Enfin, le comité se dit inquiet de voir que 70% des poursuites liées à la violence domestique sont classées sans suite et incite la Suisse à mettre en œuvre les améliorations prévues dans ce domaine. Il a aussi rappelé à la Suisse son devoir de protéger les personnes étrangères victimes de violence domestique et l’encourage à ne pas soumettre sa protection à un seuil trop élevé d’intensité de violence.

Protéger les personnes intersexes

Lors de ce quatrième examen de la Suisse, le comité s’est aussi emparé d’un nouveau cheval de bataille. Il appelle la Confédération à garantir le respect de l’intégrité physique et l’autonomie des personnes intersexes, autrement dit des personnes connaissant des variations du développement sexuel. Il a demandé à la Suisse de cesser de soumettre ces personnes à des actes médicaux ou chirurgicaux inutiles sans leur consentement. Cela concerne particulièrement les enfants, à qui l’on a tendance à attribuer chirurgicalement un sexe avant qu’ils soient en âge de s’exprimer pour donner leur avis alors même que ne réside aucune urgence médicale (voir notre article sur le sujet). Le comité a indiqué clairement qu’il revient aux autorités d’assurer un accompagnement et un conseil adéquats aux personnes concernées et à leurs parents. Elles doivent par ailleurs enquêter sur les cas de traitements médicaux ou chirurgicaux que des personnes intersexes auraient subis sans avoir donné leur consentement effectif et accorder réparation aux victimes.

Quelques améliorations

En plus de mettre le doigt sur les lacunes, le comité contre la torture a également salué certains progrès. La création de «l’avocat de la première heure» dans le nouveau code pénal en est un, tout comme la création de la Commission nationale de prévention de la torture (CNPT), mise sur pied en 2010. Dans les deux cas, le comité a cependant aussi relevé quelques faiblesses. Pour le premier, il a ainsi regretté que le droit à l’avocat de la première heure ne s’applique que dès le début de «l’arrestation provisoire» et non pas dès la procédure d’appréhension. Dans certains cas connus, les personnes appréhendées n’ont pas été autorisées à contacter leurs proches, ont été privées de soutien médical et n’ont pas été informées de leurs droits dès le début de la privation de liberté. Pour la CNPT, le comité a souligné le manque de moyens financiers mis à sa disposition et a recommandé à la Suisse de se dépêcher de mettre en place une Institution nationale des droits humains.

> Consignes à suivre
• 1. Traduisez en anglais cette phrase du texte sur l'examen de la Suisse : « Il a demandé à la Suisse de cesser de soumettre ces personnes à des actes médicaux ou chirurgicaux inutiles sans leur consentement. »
• 2. D'après le texte sur l'examen de la Suisse, qu'ont subi certaines personnes appréhendées dès le début de la privation de liberté dans les cas connus ? Énumérez tout.
• 3. Poursuivez le texte sur l'examen de la Suisse par le comité contre la torture après sa dernière phrase.
Les lignes ci-dessous forment un ensemble indépendant du texte.

> Contenu des données
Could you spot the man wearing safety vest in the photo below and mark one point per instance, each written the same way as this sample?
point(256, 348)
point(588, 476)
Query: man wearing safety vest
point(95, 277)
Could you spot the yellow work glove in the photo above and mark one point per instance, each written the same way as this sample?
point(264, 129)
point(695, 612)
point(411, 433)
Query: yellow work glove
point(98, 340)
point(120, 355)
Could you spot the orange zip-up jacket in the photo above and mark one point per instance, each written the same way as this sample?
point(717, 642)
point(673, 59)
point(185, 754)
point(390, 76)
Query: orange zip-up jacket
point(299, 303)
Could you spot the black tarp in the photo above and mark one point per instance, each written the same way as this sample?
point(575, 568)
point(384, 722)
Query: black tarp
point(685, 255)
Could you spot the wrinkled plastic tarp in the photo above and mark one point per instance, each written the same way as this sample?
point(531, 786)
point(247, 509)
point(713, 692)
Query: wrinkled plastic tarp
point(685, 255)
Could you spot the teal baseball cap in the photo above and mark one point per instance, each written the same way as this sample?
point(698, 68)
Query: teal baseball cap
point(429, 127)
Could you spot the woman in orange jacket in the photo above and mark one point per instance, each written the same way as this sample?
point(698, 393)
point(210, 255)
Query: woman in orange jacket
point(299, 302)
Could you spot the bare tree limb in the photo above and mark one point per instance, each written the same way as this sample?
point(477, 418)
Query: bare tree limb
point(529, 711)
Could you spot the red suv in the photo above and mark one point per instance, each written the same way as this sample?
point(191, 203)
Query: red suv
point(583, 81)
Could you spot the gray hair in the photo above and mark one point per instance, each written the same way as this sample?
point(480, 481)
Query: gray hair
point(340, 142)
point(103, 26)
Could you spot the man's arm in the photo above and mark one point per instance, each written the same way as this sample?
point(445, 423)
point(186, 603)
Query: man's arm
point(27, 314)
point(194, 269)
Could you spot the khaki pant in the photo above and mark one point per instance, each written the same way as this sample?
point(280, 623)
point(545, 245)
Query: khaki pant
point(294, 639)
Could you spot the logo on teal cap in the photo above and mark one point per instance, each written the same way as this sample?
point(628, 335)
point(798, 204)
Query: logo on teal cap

> Réponses par consigne
• 1. It asked Switzerland to stop subjecting these people to unnecessary medical or surgical procedures without their consent.

• 2.
- Elles n'ont pas été autorisées à contacter leurs proches.
- Elles ont été privées de soutien médical.
- Elles n'ont pas été informées de leurs droits.

• 3.
Participation active de la société civile

Avant les négociations, nombre d’ONG ont transmis leurs doléances au comité par le biais de rapports alternatifs. L’association humanrights.ch s’est exprimée dans une prise de position commune avec l’ACAT (Action des chrétiens pour l’abolition de la torture), Amnesty International, l’Association pour la prévention de la torture (apt), le Réseau suisse des droits de l’enfant et l’Organisation mondiale contre la torture (OMCT). La CNPT avait également transmis un rapport au comité contre la torture. 

Et maintenant?

La Suisse a désormais jusqu’au 14 août 2016 pour rédiger un rapport intermédiaire. Elle devra y informer sur les efforts qu’elle aura entrepris pour lutter contre la violence policière et en réprimer les manifestations concrètes, pour garantir le respect du principe de non-refoulement concernant les requérant-e-s d’asile mineur-e-s non-accompagné-e-s et enfin pour améliorer les conditions de détention et enquêter sur les cas de violence survenant les établissements destinés à la privation de liberté.  

La Suisse devra déposer son huitième rapport sur l’application de la Convention contre la torture auprès du comité le 14 août 2019.